What to do ->
Retype exactly the lines below, starting with the line that contains "the form [31,16]." and ending with the last line; leave out any pictures.

Dataset entries ->
•••

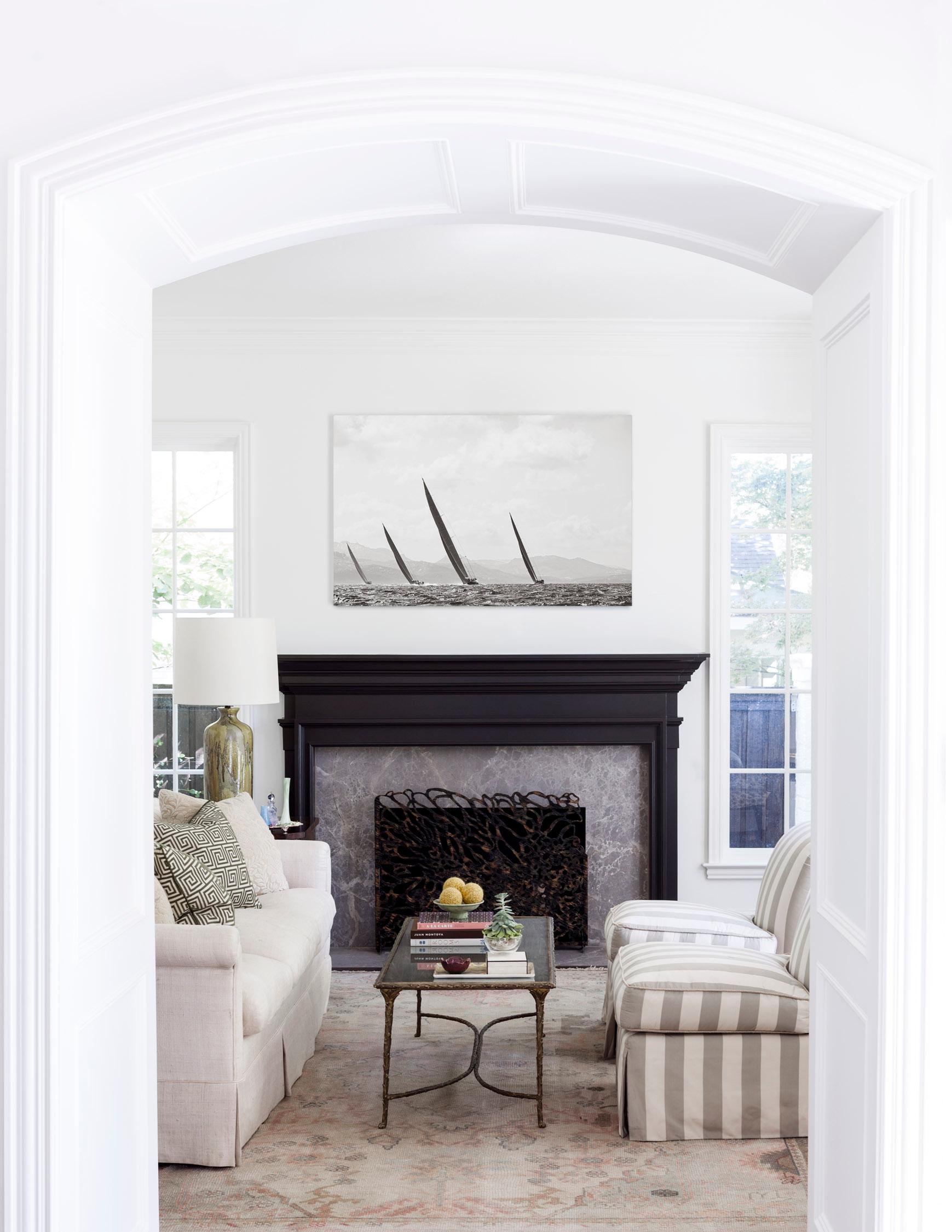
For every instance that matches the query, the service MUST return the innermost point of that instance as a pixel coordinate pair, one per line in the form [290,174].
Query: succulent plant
[504,922]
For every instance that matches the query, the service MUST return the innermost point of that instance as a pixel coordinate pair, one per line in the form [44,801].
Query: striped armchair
[780,903]
[712,1043]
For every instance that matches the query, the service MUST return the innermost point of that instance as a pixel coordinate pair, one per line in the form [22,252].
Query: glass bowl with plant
[505,932]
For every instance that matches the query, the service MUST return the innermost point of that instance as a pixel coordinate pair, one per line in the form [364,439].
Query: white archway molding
[768,152]
[304,160]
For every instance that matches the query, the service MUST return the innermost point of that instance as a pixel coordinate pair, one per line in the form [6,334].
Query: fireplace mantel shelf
[492,700]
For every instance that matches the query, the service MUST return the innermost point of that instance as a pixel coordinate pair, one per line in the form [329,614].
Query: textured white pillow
[258,845]
[164,913]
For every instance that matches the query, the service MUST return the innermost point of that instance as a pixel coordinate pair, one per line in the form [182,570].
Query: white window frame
[228,436]
[727,863]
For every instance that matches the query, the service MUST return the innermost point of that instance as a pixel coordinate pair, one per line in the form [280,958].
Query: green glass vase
[227,756]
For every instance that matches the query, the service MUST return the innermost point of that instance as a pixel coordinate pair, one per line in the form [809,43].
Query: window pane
[759,491]
[757,731]
[801,728]
[758,571]
[801,491]
[206,569]
[205,488]
[161,652]
[161,731]
[193,722]
[193,785]
[757,810]
[161,569]
[801,571]
[800,799]
[161,488]
[757,651]
[801,652]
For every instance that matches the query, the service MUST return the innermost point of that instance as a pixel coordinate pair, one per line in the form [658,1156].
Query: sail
[522,550]
[365,579]
[449,546]
[400,560]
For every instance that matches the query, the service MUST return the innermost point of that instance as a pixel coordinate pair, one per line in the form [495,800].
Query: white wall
[674,390]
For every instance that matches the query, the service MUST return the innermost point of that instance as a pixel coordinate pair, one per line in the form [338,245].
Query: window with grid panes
[194,573]
[770,644]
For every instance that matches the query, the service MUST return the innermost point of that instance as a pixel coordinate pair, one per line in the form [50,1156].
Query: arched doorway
[100,222]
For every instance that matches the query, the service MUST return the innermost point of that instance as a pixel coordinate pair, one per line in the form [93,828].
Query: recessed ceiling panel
[295,193]
[660,199]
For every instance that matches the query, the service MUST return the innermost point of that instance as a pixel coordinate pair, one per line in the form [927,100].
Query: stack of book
[434,933]
[494,968]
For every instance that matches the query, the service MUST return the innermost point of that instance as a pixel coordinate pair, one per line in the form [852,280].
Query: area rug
[467,1159]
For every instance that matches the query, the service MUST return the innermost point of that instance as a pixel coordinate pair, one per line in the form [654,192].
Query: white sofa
[238,1011]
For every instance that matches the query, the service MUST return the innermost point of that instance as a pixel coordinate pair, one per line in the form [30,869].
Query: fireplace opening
[529,844]
[611,781]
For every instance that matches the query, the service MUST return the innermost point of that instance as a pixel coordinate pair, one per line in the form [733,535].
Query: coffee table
[401,974]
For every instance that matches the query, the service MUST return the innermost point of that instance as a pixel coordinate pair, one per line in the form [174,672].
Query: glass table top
[407,970]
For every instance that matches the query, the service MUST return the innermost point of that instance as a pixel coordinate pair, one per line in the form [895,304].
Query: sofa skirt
[209,1122]
[678,1087]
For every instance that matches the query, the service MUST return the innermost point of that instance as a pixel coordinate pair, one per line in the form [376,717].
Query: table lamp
[218,658]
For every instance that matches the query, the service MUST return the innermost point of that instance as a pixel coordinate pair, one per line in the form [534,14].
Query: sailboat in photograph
[449,546]
[539,582]
[365,579]
[400,560]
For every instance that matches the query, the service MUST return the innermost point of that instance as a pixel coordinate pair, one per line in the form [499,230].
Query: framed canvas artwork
[483,510]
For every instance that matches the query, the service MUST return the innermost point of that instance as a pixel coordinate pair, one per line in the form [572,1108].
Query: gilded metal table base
[391,994]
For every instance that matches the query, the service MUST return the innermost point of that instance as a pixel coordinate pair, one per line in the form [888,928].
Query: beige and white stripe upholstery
[800,952]
[738,1086]
[785,886]
[685,989]
[652,919]
[712,1044]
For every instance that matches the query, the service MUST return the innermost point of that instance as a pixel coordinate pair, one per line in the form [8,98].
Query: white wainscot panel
[838,1152]
[114,1104]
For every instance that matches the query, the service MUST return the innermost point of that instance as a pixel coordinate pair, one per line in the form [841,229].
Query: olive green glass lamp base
[228,745]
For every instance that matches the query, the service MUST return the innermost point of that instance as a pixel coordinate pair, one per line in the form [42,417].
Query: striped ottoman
[783,890]
[711,1043]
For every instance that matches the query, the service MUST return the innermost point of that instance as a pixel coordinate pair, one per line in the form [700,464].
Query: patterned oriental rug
[467,1159]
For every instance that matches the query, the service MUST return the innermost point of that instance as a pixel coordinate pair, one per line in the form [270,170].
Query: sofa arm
[307,864]
[196,945]
[199,1018]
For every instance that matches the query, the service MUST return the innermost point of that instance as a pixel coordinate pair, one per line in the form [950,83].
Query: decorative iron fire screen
[530,844]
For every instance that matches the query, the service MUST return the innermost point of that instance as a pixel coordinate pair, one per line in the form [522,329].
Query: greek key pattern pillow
[211,838]
[195,894]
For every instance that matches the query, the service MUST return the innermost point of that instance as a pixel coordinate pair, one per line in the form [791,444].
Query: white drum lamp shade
[226,661]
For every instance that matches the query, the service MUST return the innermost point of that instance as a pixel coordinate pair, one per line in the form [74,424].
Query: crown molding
[349,336]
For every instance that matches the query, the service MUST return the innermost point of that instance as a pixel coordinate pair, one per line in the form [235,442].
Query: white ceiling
[482,270]
[245,195]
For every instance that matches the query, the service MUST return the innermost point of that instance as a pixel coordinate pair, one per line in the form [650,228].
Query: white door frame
[754,146]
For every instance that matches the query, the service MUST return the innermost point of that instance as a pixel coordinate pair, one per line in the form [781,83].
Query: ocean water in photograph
[566,594]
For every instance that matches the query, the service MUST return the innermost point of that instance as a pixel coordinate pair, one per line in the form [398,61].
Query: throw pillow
[164,913]
[262,853]
[175,806]
[258,844]
[195,894]
[210,837]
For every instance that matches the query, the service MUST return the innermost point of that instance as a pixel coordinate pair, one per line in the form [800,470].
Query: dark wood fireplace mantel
[492,699]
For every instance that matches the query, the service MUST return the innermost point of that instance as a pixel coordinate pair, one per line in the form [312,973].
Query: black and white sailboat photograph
[483,510]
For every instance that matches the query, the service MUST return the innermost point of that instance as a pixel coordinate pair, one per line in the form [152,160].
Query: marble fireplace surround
[604,727]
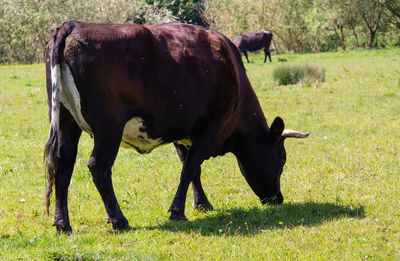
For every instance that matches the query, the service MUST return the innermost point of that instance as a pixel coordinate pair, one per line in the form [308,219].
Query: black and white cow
[142,86]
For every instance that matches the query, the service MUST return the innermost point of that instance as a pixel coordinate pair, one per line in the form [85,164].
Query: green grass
[341,184]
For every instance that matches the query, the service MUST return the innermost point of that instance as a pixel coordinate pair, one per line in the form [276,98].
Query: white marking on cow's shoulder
[135,136]
[70,97]
[186,142]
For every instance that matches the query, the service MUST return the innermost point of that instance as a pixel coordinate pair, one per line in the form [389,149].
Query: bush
[304,73]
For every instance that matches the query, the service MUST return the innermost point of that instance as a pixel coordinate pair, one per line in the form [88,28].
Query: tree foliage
[298,25]
[26,24]
[310,25]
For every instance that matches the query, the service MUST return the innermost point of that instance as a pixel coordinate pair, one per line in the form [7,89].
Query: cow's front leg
[200,199]
[245,55]
[201,149]
[68,138]
[104,153]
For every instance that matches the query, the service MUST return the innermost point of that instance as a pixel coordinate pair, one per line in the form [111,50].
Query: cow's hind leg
[68,138]
[245,55]
[267,53]
[200,199]
[106,144]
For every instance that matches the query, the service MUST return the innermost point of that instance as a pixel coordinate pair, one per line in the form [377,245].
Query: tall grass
[292,74]
[341,184]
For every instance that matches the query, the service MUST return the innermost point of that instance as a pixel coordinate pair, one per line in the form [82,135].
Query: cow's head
[261,161]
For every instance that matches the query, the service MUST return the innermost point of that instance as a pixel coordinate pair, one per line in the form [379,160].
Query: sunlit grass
[341,184]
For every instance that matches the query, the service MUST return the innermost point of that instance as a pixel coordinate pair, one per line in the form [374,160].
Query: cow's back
[173,79]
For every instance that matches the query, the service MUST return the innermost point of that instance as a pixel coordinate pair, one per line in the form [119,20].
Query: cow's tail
[51,147]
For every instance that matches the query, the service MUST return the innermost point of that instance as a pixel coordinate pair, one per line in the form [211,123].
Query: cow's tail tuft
[51,147]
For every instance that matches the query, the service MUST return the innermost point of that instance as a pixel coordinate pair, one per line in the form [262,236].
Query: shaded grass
[341,184]
[292,74]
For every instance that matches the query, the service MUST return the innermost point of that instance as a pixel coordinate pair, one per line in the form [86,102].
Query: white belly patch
[135,136]
[70,97]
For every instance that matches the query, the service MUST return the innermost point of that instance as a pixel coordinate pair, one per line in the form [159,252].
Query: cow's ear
[276,129]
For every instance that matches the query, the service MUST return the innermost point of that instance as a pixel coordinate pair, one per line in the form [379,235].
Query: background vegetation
[299,26]
[341,184]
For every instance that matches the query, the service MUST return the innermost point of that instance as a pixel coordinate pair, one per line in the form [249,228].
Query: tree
[371,12]
[394,9]
[187,11]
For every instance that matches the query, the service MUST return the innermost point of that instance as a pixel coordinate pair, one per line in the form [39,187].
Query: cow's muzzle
[275,200]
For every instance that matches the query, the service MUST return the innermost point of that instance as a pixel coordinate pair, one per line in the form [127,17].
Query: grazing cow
[254,42]
[144,86]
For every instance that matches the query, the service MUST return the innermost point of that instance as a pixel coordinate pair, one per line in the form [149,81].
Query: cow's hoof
[62,226]
[176,215]
[203,206]
[119,224]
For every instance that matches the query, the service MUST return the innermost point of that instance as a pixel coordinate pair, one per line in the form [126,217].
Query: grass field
[341,184]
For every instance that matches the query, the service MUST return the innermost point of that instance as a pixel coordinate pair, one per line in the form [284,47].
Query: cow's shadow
[259,220]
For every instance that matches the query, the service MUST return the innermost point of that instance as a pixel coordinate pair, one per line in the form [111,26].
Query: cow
[142,86]
[254,42]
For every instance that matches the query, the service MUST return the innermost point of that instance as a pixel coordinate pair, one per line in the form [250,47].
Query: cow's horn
[294,134]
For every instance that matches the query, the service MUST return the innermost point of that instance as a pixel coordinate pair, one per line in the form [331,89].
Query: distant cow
[254,42]
[144,86]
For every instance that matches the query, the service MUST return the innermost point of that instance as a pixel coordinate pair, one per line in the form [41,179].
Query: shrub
[304,73]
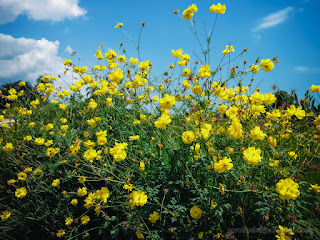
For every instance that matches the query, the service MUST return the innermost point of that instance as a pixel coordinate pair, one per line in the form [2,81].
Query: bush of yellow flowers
[138,158]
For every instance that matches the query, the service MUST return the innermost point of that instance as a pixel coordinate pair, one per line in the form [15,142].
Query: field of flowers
[138,157]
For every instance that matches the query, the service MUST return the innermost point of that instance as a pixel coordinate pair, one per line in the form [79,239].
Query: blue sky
[35,35]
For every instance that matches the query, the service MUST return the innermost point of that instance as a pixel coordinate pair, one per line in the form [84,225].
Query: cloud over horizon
[26,58]
[273,19]
[50,10]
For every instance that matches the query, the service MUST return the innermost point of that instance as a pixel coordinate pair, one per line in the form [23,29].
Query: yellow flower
[223,165]
[142,166]
[81,179]
[252,155]
[254,69]
[188,137]
[204,71]
[39,141]
[22,176]
[272,141]
[38,171]
[21,192]
[316,188]
[62,106]
[61,233]
[49,126]
[139,234]
[5,215]
[92,104]
[292,154]
[134,137]
[128,187]
[103,194]
[48,143]
[68,221]
[22,84]
[167,101]
[284,233]
[154,217]
[257,133]
[109,101]
[51,152]
[85,219]
[163,121]
[74,201]
[218,8]
[82,192]
[195,212]
[56,182]
[90,155]
[116,75]
[11,182]
[155,98]
[138,198]
[235,130]
[118,151]
[287,189]
[206,131]
[133,61]
[8,147]
[315,88]
[228,50]
[267,65]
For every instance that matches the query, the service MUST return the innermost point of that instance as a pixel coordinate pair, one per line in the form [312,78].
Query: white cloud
[273,19]
[26,59]
[302,69]
[51,10]
[68,50]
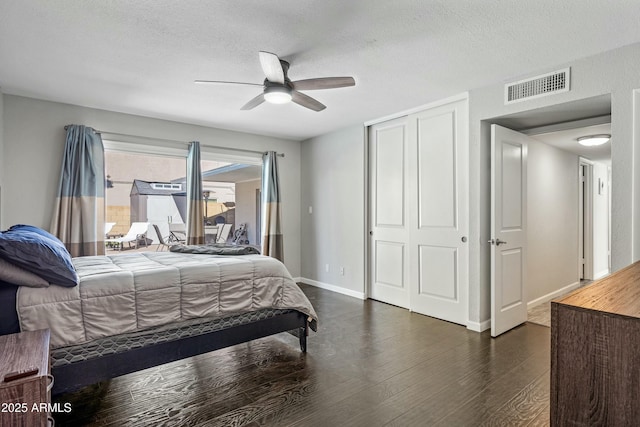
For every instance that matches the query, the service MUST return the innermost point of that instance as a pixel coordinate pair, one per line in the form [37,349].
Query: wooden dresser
[595,353]
[21,386]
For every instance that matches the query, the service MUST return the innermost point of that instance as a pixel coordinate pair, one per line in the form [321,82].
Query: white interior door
[439,164]
[388,172]
[508,229]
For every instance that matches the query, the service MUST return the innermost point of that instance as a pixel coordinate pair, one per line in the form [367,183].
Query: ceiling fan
[278,89]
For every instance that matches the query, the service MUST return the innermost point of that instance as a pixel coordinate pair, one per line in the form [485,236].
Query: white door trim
[464,96]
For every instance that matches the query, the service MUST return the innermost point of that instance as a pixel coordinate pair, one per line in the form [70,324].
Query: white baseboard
[479,327]
[332,288]
[552,295]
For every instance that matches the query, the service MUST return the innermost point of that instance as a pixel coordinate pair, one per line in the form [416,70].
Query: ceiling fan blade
[324,83]
[271,67]
[254,102]
[222,82]
[306,101]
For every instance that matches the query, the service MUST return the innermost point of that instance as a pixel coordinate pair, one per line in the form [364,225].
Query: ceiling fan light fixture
[277,95]
[593,140]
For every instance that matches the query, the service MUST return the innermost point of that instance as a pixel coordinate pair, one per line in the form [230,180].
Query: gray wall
[616,72]
[552,214]
[333,184]
[34,142]
[1,158]
[600,221]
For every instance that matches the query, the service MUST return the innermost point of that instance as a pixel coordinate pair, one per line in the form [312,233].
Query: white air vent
[535,87]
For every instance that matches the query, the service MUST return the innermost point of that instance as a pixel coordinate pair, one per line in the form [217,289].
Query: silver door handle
[497,242]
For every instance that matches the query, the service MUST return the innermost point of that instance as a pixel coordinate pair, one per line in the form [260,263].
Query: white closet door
[418,171]
[438,218]
[389,262]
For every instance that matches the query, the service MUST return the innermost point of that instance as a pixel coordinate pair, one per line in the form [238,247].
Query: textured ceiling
[141,57]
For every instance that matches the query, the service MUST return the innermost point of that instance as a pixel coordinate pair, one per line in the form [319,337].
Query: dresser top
[618,293]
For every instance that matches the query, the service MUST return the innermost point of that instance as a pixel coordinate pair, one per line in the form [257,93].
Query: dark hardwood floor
[370,364]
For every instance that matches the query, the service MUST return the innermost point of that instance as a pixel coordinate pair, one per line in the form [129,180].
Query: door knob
[497,242]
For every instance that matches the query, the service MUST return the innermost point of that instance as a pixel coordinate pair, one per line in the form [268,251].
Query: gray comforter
[133,292]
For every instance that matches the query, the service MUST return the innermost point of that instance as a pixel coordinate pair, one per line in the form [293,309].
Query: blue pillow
[39,252]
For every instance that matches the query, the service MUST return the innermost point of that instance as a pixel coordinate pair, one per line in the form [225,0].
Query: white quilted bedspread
[132,292]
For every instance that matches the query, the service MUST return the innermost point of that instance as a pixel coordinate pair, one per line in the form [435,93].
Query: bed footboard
[76,375]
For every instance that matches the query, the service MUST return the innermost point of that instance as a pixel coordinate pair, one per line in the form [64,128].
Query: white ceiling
[141,57]
[567,140]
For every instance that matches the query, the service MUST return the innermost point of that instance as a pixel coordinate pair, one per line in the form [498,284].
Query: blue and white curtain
[78,217]
[195,211]
[272,243]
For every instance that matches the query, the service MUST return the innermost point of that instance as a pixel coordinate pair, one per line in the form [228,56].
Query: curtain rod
[180,142]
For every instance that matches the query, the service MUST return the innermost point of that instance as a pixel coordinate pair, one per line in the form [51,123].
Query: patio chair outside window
[137,233]
[223,235]
[162,240]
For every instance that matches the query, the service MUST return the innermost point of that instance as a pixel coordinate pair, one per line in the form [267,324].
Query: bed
[112,315]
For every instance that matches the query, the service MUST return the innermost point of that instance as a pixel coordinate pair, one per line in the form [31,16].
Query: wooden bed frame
[76,375]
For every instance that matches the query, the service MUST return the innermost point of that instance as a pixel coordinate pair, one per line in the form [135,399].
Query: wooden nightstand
[25,379]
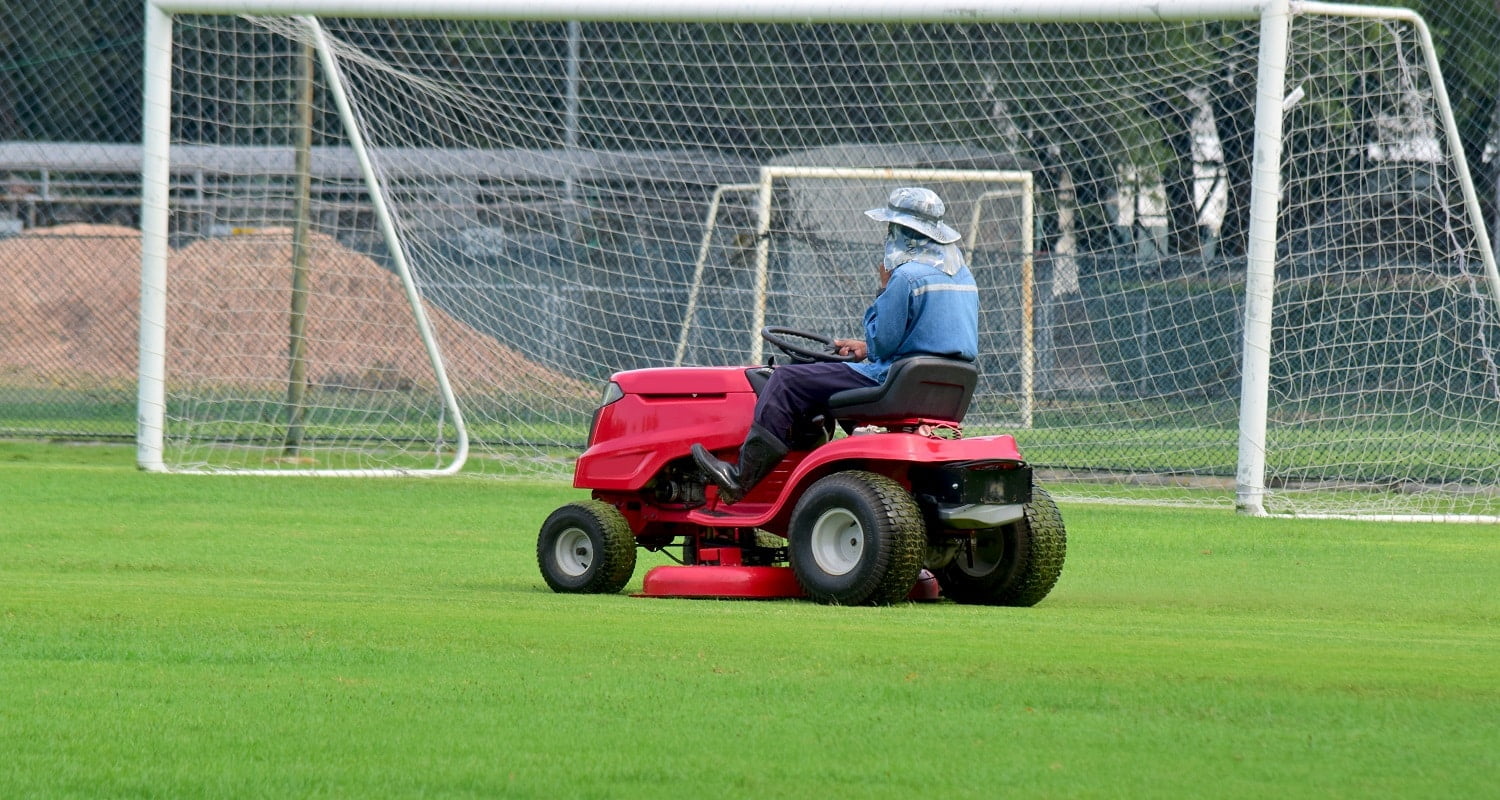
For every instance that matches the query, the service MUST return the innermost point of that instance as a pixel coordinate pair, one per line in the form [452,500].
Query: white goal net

•••

Solution below ->
For every instance that matches the query, the service MUST return the innermost point of that instance as a pixel coordinate pair, one per line in the form [31,16].
Query: wooden bed frame
[76,375]
For every instance that matches the query, the service MUST return the innermost point of that instance as a pixel coordinate pair, one per line in the form [135,399].
Query: wooden nightstand
[25,379]
For every instance that matches the query, the service MUST return the innermost point of that instance as a pixel coordinate pair, one per line in the form [452,500].
Query: white goal net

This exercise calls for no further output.